(GIVEN PROBLEM) Quote all of the data below exactly, please.
◆ ◆ ◆
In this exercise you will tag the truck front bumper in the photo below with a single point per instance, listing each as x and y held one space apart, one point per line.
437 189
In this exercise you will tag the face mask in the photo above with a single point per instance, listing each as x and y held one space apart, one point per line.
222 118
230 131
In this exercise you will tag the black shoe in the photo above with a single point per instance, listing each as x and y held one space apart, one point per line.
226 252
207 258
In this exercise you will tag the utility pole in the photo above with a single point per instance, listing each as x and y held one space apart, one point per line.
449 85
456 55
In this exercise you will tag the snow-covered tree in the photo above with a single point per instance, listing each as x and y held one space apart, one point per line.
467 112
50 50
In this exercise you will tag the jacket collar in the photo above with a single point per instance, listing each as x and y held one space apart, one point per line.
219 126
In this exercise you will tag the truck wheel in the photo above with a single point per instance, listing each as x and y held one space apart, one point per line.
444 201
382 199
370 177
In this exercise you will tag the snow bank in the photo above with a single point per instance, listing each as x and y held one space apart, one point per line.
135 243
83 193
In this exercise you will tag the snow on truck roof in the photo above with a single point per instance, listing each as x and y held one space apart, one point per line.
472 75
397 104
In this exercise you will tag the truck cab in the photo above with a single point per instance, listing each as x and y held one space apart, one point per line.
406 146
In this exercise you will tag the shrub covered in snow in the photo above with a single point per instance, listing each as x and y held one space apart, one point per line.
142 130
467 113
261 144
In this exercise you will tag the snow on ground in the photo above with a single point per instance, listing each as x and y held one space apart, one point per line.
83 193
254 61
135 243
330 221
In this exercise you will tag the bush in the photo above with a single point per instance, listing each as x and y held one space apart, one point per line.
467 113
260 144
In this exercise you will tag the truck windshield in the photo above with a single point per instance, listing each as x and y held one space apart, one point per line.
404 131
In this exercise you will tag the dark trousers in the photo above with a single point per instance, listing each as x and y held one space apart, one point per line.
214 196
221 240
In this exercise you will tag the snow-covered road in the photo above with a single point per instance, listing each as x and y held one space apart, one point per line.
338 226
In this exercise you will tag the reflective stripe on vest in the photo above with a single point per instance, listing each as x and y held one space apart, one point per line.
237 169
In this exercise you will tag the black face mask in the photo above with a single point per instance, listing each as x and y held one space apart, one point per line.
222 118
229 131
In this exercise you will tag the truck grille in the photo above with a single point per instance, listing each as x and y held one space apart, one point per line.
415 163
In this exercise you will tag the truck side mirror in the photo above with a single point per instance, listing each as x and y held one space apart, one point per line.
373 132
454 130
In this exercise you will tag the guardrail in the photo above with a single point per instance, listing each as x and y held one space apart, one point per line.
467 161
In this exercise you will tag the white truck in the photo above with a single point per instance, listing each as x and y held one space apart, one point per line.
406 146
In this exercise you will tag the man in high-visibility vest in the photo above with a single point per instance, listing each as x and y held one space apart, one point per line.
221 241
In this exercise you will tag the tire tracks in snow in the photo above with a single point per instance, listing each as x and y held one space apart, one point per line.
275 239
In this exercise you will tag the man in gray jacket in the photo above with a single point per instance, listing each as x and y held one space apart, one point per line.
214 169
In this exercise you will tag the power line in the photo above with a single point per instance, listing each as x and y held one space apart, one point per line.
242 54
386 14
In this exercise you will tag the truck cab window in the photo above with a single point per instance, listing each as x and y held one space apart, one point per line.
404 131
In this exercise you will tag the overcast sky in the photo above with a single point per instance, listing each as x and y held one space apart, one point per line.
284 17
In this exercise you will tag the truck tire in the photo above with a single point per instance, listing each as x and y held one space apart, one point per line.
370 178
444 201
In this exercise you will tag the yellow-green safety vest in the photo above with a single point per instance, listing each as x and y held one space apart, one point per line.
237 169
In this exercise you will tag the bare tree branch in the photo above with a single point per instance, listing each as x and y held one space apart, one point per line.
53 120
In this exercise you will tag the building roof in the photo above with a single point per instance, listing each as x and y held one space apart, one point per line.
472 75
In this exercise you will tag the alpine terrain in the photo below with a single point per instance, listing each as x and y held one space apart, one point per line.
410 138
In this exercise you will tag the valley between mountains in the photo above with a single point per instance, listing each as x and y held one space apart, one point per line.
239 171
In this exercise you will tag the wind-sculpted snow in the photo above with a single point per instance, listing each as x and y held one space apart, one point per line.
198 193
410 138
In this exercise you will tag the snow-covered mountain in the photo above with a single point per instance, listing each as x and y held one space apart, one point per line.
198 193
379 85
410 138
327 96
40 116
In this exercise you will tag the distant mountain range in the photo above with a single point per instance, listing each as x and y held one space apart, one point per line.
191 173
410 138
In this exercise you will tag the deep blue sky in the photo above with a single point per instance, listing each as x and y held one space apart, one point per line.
◆ ◆ ◆
(WRITTEN SOLUTION)
In this exercise you will tag the truck front bumper in the photo below with a single point per instance, listing each as x and y held one space apart, one point per line.
437 189
In this exercise you will tag the face mask in the photo above with a single point per instance, listing each as x and y held one space apart, one point per line.
222 118
230 131
In this exercise you will tag the black shoe in the photo above with a single point per instance, listing each as x and y held one space apart, one point per line.
226 252
207 258
In this exercise you will tag the utility pole in the photo above with a single point per instance, listing each as x and y held one space apart, one point per line.
449 85
456 55
In this exercise you will tag the snow-covered tree in the photo above with a single point per instance, listing each as x and y held one space apart, one point per line.
467 112
50 50
In this exercise you will tag the jacket collar in the photo above with a single point per instance, listing each as x and y held one space apart, one point per line.
219 126
In this exercise you will tag the truck wheel in the photo above with a single point per instance, listing each as x and y held one space apart, one point per line.
444 201
382 199
370 177
In this exercise you will tag the snow bank in the photo above with a single point per instance, listing each as x and y held one space apart, one point per line.
135 243
83 193
In this exercise you will tag the snow on truck roof in the photo above with a single point per instance, listing each as x and y held one space apart, one point per line.
472 75
397 104
In this exercise you will tag the truck cab in the photo above with a single point per instance, listing each as x and y held one space apart, one point per line.
406 146
In this exercise you will tag the shrub covered in snow in the photo above with a single point per instance, listing each as x and y held one space apart, one point per line.
142 130
467 113
261 144
In this exercise you will tag the snow on ground in the photo above with a single point per instance, listing each as x and y held one space apart, one point per line.
83 193
254 61
135 243
330 221
In this exercise you will tag the bush in the photo above with a single point per instance, listing each as x and y held one space apart, one point per line.
467 113
260 144
In this exercise you will tag the truck windshield in the photo above with a single point per instance, listing each as x and y held one space apart, one point per line.
404 131
In this exercise you will tag the dark trousers in the photo above with a single point per instance, listing each as x and y held one space apart, one point per line.
214 196
221 240
In this exercise you will tag the snow-covered road in the photo above with a single point per instance, listing each as x and y held one space apart, one point per line.
338 226
In this exercise you will tag the reflective stripe on vest in the photo above with a single point per instance, listing each as x and y held one space apart, one point per line.
237 169
In this exercise you will tag the black face mask in the photo above with a single point per instance, listing each as x and y held one space apart, one point per line.
222 118
229 131
In this exercise you will tag the truck grille in the photo above with a single point per instance, listing each as x and y held one space apart, one point per line.
415 163
In this exercise you will tag the truck side mirror in the photo above with a single point per instance, listing each as x and y held one space apart, one point per line.
373 132
454 130
In this exercise you will tag the guardrail in the photo above with a single point per instance, listing each as x and y held one space apart, one point per line.
467 161
In this exercise you will tag the white truck in the photo above with a single point per instance, listing each as x and y held one space apart, one point per line.
406 146
In this exercise you will tag the man in high-visibility vest in the photo above with a single point per instance, listing each as x and y held one space apart, one point per line.
221 241
In this exercise you will tag the tire tracks in snow in the photo above with a single point per instance, listing each as x and y held one space apart, one point per line.
275 239
In this exercise you will tag the man in gray jacket in the photo above with a single point per instance, listing each as x and y held one space apart, one point per line.
214 169
In this exercise you will tag the power line in the photo above with a single point per instance, listing each as x and y held one space apart, one point per line.
242 54
386 14
In this exercise you will tag the truck cab window in the photo above with a single point per instance, listing each as x and y held one space apart, one point per line.
404 131
In this exercise you will tag the overcast sky in the photo above with a single point per instance, listing each as x and y held one space apart, one point per line.
284 17
In this exercise you will tag the truck tire in the photo above with a single point per instance, listing each as x and y held one space apart, one point per line.
370 178
444 201
In this exercise you will tag the yellow-green safety vest in the photo above with a single point per instance, listing each as x and y held one space apart, one point per line.
237 169
In this exercise you will tag the bare tree branch in the photo above with a single point per instance, listing each as x and y held one space apart, one point per line.
53 120
In this exercise you will tag the building roof in the photo above with a single point per instance, listing each as x and y held one space apart, one point per line.
472 75
In this exercise you will tag the alpine terrain in the photo below with a single point per instance, listing each as x and y held one space apart, one point per line.
410 138
In this exercise you will tag the valley between mountains in the photo above with a single point per instance, listing each as x and y held one space apart, one point per line.
239 171
In this exercise you will tag the wind-sculpted snow in the photo above with a single point per instance, listing each as x and y held one space apart, one point per line.
198 193
410 138
In this exercise you will tag the snow-covered mountain in the photo above with a single point per instance, listing each as x and y held one space apart, one point per line.
198 193
379 85
410 138
327 96
40 116
In this exercise you will tag the distant mountain range in the photo above with a single point per instance, listing each as x and y held one space apart, one point per line.
191 173
410 138
In this exercise you will tag the deep blue sky in the photo above with a single point per instance, listing each as x and y held one space apart, one point per line.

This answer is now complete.